Susan Riddell on her Fringe debut

We catch up with Funny Women runner-up Susan Riddell in the lead up to her first full Edinburgh Fringe run

Feature by Jay Richardson | 04 Jul 2019
  • Desperately Sleeping Susan

When Linda Evangelista famously said that she wouldn't get up for less than $10,000, it encapsulated the supermodel lifestyle. And when Susan Riddell discloses that she's conducting our interview in similar circumstances, it's every bit as on-brand.

The Glaswegian comic wanted to call her first Edinburgh Fringe hour Lazier Susan, but she switched it to the equally indolent Duvet Day to avoid confusion with sketch duo Lazy Susan. Performing a full hour less than four years after your first gig, and having a burgeoning number of television credits, is hardly the mark of a shiftless layabout though. So how accurate is the persona Riddell projects on stage, casting admiring glances at women shuffling round supermarkets in their pyjamas?

She laughs. “That's so funny because I'm actually in my bed just now. It's really bad. I need to stop writing here because it's really buggering up my back. I'm not even lazy in a work-sense, it's more other parts of my life, like relationships and appearance. The whole crux of my show is that I'd rather have a duvet day than a wedding day. The whole hassle of a wedding; I just can't be arsed.”

As one of the few unmarried women in her social circle, the 36-year-old is forever the reluctant bridesmaid, bemoaning the pomp and expense of friends' overblown nuptials during the course of her show. “Once you've been to 20 weddings and you've seen behind the curtain, it just loses its appeal a little,” she suggests. “It's the same with kids. My sister has three so I know how much work it takes. And I'm going to put that off a wee bit longer, thanks.”

Runner-up in 2017's Funny Women competition and nominated for best newcomer in the Scottish Comedy Awards, Riddell has plenty of routines about singlehood, with her current relationship a mixed blessing for her Edinburgh run.

“My boyfriend is from Leith, which is really handy for me to stay there. And he asks me if I'm just using him for my comedy career,” she admits. “But so much of my material is about being single that making it retrospective is tough. Loads of people have told me to pretend that I'm not with someone. But I cannae, I'd feel like an absolute fraud. Years ago I knew this comedian whose dad had died and he went up on stage and was talking about his father as if he was still alive. That was mind-blowing to me.”

Set problem 1 —
Rewrite the paragraph of the feature that begins "The Glaswegian comic wanted to call" in fewer words, keeping its main facts.

Material for this task —
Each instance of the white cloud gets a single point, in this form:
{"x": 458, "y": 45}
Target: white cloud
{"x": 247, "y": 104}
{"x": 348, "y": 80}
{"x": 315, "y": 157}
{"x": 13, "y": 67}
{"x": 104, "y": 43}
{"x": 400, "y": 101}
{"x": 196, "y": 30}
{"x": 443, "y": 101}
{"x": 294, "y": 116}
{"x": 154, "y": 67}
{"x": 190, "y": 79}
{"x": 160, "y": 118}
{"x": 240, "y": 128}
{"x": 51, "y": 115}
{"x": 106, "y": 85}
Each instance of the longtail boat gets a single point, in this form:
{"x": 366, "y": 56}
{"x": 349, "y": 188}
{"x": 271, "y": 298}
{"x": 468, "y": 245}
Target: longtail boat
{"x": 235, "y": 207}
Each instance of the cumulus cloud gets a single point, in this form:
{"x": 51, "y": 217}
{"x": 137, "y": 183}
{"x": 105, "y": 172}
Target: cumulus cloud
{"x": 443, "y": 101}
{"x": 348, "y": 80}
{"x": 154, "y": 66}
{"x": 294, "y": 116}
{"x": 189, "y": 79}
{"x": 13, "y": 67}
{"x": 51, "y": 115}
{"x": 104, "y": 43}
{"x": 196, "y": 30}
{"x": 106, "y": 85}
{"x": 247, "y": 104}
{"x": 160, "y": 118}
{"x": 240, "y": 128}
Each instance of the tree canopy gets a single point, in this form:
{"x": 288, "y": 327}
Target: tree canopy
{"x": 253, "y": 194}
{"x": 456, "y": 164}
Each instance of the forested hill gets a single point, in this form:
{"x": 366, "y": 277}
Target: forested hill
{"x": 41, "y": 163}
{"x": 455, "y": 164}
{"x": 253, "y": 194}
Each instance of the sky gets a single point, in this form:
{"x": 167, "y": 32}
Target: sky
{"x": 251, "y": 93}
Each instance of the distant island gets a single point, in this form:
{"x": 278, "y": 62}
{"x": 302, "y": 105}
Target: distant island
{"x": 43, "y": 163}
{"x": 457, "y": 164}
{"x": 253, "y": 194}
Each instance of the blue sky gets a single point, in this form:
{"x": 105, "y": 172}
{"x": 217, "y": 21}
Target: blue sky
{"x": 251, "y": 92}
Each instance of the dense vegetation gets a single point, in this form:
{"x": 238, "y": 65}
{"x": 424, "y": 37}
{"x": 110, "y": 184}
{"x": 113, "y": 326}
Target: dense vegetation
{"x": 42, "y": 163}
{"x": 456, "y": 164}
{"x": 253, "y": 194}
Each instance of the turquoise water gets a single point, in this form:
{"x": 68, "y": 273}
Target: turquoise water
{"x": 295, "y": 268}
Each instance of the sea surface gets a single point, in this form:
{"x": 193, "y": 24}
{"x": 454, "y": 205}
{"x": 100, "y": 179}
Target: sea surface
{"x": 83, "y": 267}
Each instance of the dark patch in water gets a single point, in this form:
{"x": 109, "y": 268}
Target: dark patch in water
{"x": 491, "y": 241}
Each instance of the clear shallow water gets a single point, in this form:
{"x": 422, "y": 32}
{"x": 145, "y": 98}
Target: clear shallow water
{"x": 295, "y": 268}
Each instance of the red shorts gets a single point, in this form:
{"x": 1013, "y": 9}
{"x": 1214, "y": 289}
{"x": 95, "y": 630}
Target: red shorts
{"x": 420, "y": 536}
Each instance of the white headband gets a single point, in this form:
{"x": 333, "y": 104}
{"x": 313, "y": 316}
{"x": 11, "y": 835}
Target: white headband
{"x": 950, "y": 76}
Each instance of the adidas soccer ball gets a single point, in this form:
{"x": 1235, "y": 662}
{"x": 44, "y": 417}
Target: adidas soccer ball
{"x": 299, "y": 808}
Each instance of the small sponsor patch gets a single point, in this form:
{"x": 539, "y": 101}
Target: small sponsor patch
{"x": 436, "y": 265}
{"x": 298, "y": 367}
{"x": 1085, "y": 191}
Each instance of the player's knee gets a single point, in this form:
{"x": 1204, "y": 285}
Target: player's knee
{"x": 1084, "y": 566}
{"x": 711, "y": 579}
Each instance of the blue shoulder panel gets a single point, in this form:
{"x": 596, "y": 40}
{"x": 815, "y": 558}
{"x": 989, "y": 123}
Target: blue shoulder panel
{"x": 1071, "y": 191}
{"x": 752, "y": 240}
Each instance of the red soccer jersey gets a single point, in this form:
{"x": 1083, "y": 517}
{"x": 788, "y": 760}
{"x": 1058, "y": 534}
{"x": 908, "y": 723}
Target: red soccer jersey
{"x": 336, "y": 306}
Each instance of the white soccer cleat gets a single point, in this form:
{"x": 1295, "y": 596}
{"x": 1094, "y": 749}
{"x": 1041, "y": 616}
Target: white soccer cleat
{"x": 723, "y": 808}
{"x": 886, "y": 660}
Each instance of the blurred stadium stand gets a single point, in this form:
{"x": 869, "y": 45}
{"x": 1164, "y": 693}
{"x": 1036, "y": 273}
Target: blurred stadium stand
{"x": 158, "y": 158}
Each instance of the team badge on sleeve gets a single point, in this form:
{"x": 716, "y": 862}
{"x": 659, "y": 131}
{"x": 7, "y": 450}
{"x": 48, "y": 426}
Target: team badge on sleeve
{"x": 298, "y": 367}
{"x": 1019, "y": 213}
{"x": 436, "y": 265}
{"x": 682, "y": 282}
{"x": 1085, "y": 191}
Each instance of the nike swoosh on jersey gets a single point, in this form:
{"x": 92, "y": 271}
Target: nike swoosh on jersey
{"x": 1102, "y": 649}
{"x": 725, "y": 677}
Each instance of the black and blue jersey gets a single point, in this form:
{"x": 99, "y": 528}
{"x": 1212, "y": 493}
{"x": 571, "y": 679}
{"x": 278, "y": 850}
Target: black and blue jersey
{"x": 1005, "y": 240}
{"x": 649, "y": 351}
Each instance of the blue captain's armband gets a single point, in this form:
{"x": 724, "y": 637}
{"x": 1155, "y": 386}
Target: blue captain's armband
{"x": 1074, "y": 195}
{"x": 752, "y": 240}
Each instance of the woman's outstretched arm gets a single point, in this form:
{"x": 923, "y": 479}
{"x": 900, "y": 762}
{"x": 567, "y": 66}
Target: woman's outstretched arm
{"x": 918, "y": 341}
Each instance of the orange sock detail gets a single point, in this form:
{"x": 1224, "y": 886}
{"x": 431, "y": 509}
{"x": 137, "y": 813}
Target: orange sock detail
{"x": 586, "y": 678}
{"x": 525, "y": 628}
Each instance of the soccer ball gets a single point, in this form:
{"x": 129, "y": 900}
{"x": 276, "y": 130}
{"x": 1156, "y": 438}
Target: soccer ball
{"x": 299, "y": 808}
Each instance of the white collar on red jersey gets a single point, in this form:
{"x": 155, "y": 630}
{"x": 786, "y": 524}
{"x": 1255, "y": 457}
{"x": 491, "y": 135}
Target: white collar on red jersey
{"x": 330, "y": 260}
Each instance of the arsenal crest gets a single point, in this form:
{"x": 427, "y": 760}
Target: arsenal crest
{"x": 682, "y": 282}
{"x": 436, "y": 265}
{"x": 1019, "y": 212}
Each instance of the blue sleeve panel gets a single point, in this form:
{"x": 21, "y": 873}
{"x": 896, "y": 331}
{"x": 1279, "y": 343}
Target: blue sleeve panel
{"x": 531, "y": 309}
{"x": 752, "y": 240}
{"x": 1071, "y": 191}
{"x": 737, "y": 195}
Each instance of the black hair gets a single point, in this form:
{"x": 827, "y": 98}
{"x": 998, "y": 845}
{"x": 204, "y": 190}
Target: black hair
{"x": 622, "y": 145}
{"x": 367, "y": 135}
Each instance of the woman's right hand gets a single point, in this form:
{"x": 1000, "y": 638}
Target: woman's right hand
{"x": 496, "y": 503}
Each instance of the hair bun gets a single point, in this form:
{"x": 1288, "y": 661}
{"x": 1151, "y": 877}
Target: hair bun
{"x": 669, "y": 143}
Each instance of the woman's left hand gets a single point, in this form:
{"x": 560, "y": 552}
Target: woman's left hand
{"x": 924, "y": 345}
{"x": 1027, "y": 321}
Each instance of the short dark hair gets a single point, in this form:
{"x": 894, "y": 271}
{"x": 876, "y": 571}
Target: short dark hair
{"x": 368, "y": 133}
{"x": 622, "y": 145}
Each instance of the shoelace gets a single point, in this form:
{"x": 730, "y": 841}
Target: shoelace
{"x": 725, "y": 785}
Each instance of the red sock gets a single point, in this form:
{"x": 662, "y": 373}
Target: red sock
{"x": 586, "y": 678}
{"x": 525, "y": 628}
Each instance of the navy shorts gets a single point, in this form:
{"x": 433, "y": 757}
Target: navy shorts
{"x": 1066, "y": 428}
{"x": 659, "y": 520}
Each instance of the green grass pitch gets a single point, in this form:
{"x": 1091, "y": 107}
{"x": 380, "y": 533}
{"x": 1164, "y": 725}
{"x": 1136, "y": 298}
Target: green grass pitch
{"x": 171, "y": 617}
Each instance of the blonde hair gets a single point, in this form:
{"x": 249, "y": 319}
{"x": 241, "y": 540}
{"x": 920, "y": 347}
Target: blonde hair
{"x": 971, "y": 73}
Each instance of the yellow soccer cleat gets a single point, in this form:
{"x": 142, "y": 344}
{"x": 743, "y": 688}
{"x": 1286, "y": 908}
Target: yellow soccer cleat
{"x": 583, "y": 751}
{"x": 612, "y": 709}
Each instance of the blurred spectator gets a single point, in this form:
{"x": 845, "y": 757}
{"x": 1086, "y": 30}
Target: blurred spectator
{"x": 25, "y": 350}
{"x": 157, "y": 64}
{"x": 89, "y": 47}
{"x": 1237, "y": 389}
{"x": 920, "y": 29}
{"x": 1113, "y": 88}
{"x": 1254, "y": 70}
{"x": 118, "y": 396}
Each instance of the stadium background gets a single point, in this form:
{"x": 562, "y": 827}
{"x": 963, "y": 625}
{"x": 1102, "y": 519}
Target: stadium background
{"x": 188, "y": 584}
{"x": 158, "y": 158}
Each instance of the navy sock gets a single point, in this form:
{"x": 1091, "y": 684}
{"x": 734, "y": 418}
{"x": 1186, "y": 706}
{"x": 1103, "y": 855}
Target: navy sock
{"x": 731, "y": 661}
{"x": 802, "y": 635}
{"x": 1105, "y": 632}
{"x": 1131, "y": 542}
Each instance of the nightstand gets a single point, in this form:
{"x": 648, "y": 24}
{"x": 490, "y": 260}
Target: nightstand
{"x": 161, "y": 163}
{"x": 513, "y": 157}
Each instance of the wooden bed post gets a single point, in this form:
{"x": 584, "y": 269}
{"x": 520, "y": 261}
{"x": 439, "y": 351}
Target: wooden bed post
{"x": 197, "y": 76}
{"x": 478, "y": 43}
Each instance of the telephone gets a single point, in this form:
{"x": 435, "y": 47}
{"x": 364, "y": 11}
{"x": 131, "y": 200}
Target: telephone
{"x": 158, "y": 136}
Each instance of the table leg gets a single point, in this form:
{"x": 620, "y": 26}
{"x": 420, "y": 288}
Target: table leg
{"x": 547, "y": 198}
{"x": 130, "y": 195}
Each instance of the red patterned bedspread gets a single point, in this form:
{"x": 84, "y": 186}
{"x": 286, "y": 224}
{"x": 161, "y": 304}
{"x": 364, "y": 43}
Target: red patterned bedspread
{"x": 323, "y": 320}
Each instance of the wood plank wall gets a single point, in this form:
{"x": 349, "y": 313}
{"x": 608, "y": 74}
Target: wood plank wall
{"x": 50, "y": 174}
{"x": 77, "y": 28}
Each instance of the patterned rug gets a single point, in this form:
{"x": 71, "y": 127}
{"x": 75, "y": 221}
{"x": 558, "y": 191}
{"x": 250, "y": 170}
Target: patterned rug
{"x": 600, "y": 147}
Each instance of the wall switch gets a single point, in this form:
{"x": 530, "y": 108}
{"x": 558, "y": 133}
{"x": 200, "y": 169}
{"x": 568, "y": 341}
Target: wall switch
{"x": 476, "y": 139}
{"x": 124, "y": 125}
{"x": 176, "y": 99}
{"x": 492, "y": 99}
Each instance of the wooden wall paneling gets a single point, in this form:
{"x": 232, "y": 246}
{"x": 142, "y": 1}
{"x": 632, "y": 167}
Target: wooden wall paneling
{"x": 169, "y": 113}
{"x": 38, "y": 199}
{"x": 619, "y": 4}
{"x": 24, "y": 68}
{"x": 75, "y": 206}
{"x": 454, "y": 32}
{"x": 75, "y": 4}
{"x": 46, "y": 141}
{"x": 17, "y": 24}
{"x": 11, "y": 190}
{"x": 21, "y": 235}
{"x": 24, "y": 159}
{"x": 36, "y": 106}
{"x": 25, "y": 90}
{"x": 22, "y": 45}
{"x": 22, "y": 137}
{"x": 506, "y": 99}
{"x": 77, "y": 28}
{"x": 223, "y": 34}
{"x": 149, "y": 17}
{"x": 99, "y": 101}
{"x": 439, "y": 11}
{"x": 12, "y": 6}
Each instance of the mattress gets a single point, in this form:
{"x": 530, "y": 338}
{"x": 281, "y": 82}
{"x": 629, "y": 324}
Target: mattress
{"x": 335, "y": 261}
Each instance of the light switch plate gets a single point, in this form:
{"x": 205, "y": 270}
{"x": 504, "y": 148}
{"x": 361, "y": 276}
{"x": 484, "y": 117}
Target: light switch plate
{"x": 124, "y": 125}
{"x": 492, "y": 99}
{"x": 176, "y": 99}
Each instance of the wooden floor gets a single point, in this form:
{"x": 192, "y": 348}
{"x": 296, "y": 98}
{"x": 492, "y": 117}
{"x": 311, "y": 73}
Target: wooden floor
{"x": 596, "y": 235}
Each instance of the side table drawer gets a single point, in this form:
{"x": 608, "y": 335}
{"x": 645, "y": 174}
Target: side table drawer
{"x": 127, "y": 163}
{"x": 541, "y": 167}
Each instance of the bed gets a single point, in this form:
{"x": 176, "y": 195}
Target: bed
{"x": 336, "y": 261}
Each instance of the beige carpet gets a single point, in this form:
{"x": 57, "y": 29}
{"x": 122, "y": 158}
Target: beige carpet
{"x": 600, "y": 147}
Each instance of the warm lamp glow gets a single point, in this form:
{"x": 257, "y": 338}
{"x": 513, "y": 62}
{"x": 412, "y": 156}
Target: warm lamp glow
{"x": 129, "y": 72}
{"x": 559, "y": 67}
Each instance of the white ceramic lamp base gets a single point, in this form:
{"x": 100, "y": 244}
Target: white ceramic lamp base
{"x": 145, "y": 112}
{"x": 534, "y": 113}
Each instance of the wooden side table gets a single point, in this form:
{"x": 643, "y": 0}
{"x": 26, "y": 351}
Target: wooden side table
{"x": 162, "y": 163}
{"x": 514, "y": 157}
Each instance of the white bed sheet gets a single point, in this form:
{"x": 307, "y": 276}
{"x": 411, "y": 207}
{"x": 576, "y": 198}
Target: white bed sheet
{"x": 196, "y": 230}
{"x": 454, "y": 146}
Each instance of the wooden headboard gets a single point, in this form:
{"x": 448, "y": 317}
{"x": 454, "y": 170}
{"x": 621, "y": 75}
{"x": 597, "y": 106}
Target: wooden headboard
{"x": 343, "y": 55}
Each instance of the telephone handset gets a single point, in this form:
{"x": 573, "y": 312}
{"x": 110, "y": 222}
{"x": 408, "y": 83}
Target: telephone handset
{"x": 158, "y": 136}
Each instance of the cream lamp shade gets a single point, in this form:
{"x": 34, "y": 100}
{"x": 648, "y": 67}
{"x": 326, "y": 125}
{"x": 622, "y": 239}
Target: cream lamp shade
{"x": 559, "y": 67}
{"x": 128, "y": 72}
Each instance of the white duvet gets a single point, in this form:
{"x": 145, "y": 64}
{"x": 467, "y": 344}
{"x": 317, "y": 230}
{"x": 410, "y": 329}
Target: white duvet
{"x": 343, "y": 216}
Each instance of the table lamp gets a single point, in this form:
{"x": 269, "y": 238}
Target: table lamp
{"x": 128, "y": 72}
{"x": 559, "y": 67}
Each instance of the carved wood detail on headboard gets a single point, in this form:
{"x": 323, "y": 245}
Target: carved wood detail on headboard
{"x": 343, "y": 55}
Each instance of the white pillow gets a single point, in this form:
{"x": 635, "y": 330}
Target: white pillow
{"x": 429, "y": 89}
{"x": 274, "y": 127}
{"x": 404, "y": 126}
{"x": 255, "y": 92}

Set problem 2 —
Select every line of the rows that contains the word "ceramic".

Written solution 1 —
Riddell first wanted to call her debut Edinburgh Fringe hour Lazier Susan. She renamed it Duvet Day so it wouldn't be confused with the sketch duo Lazy Susan. Doing a full hour less than four years after her first gig, with a growing list of television credits, hardly suggests a layabout. That raises the question of how accurate her lazy stage persona is, since on stage she admires women shuffling round supermarkets in their pyjamas.

Written solution 2 —
Each instance of the white ceramic lamp base gets a single point, in this form:
Target: white ceramic lamp base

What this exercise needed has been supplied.